::: SELECTION

Revenge - Careful there

Kenneth Loafman ken at lt.com
Mon Mar 5 16:17:52 EST 2001


It would not matter whether they had ANI or Caller ID, the 800-spammer
number would only get 1 call from any one individual as a protest call. 
The trick would be that that over a few thousand individual protest
calls, eventually they would shut down or be costed out of profit.  No
one individual would ever be guilty (under current law) of harassment
since they only called spammer-X once and made a polite request to cease
and desist.  Kind of an automated "We protest your activity." calling
plan.

...Ken

SPAMFIGHTER wrote:
> 
> Careful, again.
>  ANI is not like Caller-ID where the data is transmitted as an
> ascii 1200 bps modem tone between the first and second rings, in
> most cases.  With ANI, the identification is known BEFORE the
> phone at the other end rings.  A short call won't stop the trace
> if it rings the far end as it is grabbed (I forget how many
> milliseconds) prior to the application of the ring burst.

::::::
::: EXTRACTED DATA

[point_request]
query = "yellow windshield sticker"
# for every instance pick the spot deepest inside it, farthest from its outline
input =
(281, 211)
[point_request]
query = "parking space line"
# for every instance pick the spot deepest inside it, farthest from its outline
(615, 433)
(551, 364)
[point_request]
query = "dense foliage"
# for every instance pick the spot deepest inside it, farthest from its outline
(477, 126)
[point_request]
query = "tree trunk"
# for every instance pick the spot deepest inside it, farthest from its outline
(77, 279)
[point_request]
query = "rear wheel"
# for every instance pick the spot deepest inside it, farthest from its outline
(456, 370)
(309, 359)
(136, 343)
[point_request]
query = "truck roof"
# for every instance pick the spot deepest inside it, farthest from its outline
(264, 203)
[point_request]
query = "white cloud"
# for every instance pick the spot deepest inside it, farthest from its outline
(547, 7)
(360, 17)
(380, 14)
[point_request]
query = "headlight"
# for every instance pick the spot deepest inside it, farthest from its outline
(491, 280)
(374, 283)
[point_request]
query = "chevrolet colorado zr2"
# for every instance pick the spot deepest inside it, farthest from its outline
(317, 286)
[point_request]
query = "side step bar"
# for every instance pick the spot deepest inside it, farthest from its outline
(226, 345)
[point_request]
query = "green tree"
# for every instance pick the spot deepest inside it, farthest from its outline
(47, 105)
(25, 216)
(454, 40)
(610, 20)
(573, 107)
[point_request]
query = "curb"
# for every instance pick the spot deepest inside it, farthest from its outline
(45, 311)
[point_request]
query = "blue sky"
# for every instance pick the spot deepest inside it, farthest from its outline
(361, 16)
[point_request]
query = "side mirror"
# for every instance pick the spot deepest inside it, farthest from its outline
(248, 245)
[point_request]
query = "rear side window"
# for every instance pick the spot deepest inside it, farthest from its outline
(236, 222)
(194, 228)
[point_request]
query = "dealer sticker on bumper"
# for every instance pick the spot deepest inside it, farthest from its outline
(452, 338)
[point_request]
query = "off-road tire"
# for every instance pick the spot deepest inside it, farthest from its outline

::::::

:: WHAT IS BEING ASKED ::
Resume the mailing-list post about protest calls to spammers, picking up right after its final sentence. None of this data is needed.

:: WRITTEN ANSWER ::
> Actually, even a lot of the more recent Caller ID implementations
> now connect to the called end and send the data while that phone
> is still on-hook, so the data gets there before that phone rings,
> too.  It depends on the Central Office and the version of
> software they are using and the CID box the subscriber has.  So,
> ground starts have always been covered, and now the residential
> loop starts are becoming covered, too, as the updated software
> becomes more common in digital (not analog) central offices.
> 
> Tom
> 
> "Kenneth Loafman" <ken at lt.com> wrote in message
> news:3A9BFE1D.B94F6AA5 at lt.com...
> | Matt Dragonfly Drury wrote:
> | >
> | > Many toll-free numbers use ANI for tracking inbound numbers,
> not Caller ID,
> | > which isn't affected by the star-code to disable the
> transmission of one's
> | > number. The argument being that since the company is
> effectively paying for
> | > a collect call, they've the right to know who is calling.
> | >
> | > For that matter, I recall a case a while back where someone
> phone-spammed a
> | > televangelist he didn't like, and was held liable for the
> costs of the
> | > hundreds of short calls his modem demon-dialed for him. Not
> the most
> | > discreet method, obviously.
> | >
> | > That being said, were such a tactic to be distributed - a
> telephone-like
> | > "DDoS attack" - I'm sure it'd be harder for accused spammers
> to pin it down
> | > to one person.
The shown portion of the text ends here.